*DOCUMENT SECTION*
━━━━━━━━

A Look Inside the Economy
Jude Wanniski
September 29, 2000

 

To: Students of Supply-Side University
From: Jude Wanniski
Re: A Look Inside the Economy

As you will note, for our lesson today, I’m reaching back to the earliest days of Supply-Side University, December 20, 1996, when we went to two students from one. It was a cozy enough classroom back then for me to spend an entire lesson asking questions of two students. In reading over this lecture a few weeks ago, it struck me that it is perfect for this political season, where there is a debate between Republicans and Democrats on how to fix the financing of the Social Security System and Medicare. Because both the Republican, Governor George W. Bush, and the Democrat, Vice President Albert Gore, are addressing the problem in a “demand model,” neither can find a solution. This is because in “demand-side economics,” which focuses on the economy’s consumption or “demand” for goods and services, money either goes into the pockets of aggregate consumers and is “saved,” or is taken out of the pockets and “spent.”

━━━━━━━━

*INPUT DATA*
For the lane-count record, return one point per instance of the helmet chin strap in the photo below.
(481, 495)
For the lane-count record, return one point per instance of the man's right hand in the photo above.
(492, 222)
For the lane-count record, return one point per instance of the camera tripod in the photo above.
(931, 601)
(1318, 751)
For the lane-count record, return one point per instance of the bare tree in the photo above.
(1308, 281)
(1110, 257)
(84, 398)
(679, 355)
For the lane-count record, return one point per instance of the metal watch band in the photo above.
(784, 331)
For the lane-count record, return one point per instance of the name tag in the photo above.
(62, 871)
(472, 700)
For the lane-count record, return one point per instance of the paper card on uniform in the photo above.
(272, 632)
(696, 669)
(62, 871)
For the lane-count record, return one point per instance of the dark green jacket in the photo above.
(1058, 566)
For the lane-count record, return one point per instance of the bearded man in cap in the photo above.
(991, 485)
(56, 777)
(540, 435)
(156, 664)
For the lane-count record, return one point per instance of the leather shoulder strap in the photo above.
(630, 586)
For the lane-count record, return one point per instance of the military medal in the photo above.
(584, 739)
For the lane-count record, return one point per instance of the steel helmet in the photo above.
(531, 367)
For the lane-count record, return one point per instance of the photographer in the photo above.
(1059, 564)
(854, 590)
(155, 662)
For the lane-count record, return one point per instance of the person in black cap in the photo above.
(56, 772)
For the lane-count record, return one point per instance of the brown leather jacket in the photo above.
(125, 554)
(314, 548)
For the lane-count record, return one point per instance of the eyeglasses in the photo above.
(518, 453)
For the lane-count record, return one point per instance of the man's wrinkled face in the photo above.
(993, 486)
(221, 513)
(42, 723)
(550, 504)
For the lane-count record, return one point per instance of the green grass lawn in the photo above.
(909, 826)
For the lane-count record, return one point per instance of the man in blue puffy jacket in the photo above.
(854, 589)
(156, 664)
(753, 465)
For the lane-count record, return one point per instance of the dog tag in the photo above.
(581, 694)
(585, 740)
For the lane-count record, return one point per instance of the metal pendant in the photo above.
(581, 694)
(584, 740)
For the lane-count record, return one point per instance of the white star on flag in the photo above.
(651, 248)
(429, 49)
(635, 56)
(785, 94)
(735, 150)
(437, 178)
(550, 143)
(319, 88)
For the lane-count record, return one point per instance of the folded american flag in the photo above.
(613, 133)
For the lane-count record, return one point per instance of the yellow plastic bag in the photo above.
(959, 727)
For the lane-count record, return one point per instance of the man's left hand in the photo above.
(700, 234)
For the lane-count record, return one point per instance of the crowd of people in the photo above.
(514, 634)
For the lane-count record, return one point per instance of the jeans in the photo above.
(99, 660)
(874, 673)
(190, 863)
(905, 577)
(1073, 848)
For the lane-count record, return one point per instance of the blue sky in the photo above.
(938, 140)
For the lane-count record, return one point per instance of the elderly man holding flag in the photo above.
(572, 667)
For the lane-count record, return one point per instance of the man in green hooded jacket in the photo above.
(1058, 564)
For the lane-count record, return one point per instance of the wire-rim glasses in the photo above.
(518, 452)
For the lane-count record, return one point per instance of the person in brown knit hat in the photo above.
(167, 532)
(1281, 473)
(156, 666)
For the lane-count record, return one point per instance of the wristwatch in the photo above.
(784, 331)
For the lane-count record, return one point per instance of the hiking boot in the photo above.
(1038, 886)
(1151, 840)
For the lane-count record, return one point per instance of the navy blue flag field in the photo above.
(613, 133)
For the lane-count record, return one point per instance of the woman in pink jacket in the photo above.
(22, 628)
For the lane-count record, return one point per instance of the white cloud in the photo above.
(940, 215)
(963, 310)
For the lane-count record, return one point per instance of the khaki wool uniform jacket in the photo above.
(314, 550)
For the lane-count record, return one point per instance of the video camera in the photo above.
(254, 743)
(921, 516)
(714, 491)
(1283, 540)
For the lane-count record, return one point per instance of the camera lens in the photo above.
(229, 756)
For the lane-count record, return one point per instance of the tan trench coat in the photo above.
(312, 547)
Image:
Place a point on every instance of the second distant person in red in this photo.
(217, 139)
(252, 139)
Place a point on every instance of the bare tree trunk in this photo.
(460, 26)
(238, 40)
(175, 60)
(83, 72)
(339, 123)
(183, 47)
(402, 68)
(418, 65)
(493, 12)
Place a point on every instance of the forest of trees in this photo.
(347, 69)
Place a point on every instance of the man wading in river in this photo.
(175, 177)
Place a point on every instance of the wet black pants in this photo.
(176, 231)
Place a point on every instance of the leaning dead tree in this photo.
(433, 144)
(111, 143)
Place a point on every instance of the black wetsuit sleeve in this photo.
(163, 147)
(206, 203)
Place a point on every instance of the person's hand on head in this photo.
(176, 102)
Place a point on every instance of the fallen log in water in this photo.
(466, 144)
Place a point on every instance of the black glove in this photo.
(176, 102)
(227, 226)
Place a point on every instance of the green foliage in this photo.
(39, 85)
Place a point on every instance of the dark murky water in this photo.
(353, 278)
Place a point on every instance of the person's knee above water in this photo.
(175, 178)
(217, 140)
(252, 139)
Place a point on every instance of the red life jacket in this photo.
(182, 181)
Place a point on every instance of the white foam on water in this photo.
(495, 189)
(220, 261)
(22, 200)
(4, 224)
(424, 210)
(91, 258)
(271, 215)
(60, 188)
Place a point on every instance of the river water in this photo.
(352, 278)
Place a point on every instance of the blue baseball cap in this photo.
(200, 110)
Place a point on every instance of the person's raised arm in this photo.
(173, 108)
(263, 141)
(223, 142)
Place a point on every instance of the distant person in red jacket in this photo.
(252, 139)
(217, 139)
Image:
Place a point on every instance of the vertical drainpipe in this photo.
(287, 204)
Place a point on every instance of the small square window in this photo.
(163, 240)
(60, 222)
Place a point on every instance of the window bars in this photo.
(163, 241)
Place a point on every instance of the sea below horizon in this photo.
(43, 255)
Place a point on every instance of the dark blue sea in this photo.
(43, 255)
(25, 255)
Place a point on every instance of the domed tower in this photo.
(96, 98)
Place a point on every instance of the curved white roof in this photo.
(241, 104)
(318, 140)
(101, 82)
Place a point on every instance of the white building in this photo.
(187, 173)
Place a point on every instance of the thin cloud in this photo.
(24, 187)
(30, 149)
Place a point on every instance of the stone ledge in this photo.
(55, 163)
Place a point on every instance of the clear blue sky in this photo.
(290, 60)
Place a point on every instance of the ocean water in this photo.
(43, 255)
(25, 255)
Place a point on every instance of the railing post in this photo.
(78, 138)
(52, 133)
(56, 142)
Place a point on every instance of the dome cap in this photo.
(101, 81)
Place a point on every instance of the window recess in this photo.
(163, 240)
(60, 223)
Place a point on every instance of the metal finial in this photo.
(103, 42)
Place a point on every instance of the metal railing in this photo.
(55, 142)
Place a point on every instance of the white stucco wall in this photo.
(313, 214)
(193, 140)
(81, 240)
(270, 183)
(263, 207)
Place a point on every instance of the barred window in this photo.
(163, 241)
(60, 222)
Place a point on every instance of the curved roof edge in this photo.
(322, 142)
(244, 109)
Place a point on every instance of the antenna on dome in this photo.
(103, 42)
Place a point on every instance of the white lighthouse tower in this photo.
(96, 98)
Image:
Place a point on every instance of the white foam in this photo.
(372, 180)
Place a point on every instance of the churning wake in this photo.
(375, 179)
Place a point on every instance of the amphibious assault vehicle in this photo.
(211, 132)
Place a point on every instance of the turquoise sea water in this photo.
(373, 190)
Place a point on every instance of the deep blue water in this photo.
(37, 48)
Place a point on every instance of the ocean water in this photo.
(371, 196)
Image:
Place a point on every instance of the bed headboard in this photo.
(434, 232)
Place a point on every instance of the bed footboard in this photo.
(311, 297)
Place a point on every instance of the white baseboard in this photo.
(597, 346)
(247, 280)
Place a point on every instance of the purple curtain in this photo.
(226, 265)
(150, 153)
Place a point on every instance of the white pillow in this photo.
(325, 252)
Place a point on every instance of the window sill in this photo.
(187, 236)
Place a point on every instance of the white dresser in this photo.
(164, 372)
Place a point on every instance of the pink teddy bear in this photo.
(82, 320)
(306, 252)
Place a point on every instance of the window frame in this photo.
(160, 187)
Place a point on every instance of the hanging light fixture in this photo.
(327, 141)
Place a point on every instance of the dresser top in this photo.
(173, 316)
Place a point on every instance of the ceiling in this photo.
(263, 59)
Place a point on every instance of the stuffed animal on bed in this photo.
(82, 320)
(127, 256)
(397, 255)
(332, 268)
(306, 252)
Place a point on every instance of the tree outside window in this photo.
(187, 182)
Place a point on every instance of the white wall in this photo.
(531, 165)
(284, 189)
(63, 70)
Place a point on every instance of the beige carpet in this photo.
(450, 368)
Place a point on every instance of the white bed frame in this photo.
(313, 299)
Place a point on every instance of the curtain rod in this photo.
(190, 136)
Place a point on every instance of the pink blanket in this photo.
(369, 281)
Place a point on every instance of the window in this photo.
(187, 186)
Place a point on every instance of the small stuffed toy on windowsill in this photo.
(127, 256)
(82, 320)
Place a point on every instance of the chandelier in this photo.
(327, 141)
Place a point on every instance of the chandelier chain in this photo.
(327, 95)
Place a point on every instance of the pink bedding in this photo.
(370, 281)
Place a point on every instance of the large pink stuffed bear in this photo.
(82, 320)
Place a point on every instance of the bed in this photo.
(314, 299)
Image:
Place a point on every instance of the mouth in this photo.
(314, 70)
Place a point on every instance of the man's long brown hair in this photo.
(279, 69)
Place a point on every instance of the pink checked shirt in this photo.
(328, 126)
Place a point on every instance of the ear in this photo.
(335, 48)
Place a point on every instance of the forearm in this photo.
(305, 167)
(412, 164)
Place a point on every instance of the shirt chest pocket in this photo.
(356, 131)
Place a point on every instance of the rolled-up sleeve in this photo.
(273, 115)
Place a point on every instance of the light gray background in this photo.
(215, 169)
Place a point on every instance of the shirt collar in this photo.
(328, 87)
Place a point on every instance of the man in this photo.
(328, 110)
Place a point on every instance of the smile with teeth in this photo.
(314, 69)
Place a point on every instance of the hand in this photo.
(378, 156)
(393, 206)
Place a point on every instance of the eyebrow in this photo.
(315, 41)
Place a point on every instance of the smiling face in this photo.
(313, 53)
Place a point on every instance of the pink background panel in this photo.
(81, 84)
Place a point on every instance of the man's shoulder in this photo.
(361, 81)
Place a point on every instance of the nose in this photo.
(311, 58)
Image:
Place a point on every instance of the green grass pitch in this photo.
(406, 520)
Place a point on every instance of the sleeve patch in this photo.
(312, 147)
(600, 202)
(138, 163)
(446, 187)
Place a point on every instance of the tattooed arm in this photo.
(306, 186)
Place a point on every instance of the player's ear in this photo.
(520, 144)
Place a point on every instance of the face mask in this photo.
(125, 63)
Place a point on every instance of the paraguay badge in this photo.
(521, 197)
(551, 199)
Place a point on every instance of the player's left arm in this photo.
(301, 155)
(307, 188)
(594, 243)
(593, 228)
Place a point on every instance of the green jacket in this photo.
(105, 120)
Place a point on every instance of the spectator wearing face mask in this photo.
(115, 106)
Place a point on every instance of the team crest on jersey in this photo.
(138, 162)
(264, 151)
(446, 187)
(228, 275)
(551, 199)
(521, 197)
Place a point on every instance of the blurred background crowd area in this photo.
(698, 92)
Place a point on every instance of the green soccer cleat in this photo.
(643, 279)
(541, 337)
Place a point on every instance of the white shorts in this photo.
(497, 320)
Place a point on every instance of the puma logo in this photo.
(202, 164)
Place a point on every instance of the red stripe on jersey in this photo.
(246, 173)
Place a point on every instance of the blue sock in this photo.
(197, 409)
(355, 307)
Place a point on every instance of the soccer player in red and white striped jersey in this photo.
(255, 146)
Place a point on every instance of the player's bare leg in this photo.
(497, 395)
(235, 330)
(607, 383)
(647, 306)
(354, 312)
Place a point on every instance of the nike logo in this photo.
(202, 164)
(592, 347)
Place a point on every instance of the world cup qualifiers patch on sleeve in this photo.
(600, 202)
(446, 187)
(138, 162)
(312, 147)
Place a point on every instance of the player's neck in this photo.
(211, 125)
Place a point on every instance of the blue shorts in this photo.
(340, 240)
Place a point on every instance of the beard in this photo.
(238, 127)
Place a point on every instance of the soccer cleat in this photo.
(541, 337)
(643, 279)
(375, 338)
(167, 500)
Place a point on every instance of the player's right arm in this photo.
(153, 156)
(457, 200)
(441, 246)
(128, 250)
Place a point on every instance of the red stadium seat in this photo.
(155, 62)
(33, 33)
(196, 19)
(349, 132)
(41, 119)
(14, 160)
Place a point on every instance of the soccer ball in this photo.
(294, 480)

━━━━━━━━

*WHAT TO WORK ON*
1. In the Supply-Side University memo, why can neither Governor George W. Bush nor Vice President Albert Gore find a solution to the financing of Social Security and Medicare?
2. Summarize the Supply-Side University memo in two sentences.
3. Carry on the Supply-Side University memo past its last sentence.

*EXERCISE RESULTS*
1. Both are addressing the problem in a "demand model."

2. Jude Wanniski tells his students he is reusing a lesson from December 20, 1996, when the class grew from one student to two, because it fits the current debate between Republicans and Democrats over financing Social Security and Medicare. He argues that Bush and Gore both approach the problem through a demand model, in which money is either saved or spent, so neither can find a solution.

3.
A Wall Street Journal reporter, Jacob Schlesinger, grappled with this problem in the page one “Outlook” column of September 18. He points out that Bush addresses the problem by taking some of the money the government is saving in its pocket for eventual retirees and gives it to private citizens to save, hoping they would be better able to get higher returns on their savings than the amount of a Treasury bond. Gore addresses the problem by taking all the budget surpluses of the next decade and has the government put them into Treasury bonds -- a “lockbox,” so that when there are many more retirees in 10 or 20 years, the government can sell the bonds and use the money for SSI and Medicare checks. Schlesinger correctly observes that they really just take “a piece of the pie from some other part of the economy and put it on Social Security’s plate.” Schlesinger does not come to any better answers because he also is trapped in the demand model. In the supply model, the resources to pay the old folks are found by concentrating on making the pie bigger, not by saving, but by producing more useful goods and services with less effort. This should really be the objective of all economics....How to produce more with less, by “economizing,” by not wasting effort -- the time, energy and talent of the people in the national economy. Here is the lesson of December 20, 1996, with a Q&A appended from a subsequent lesson relating to this lecture. There were only two registered students at SSU back then.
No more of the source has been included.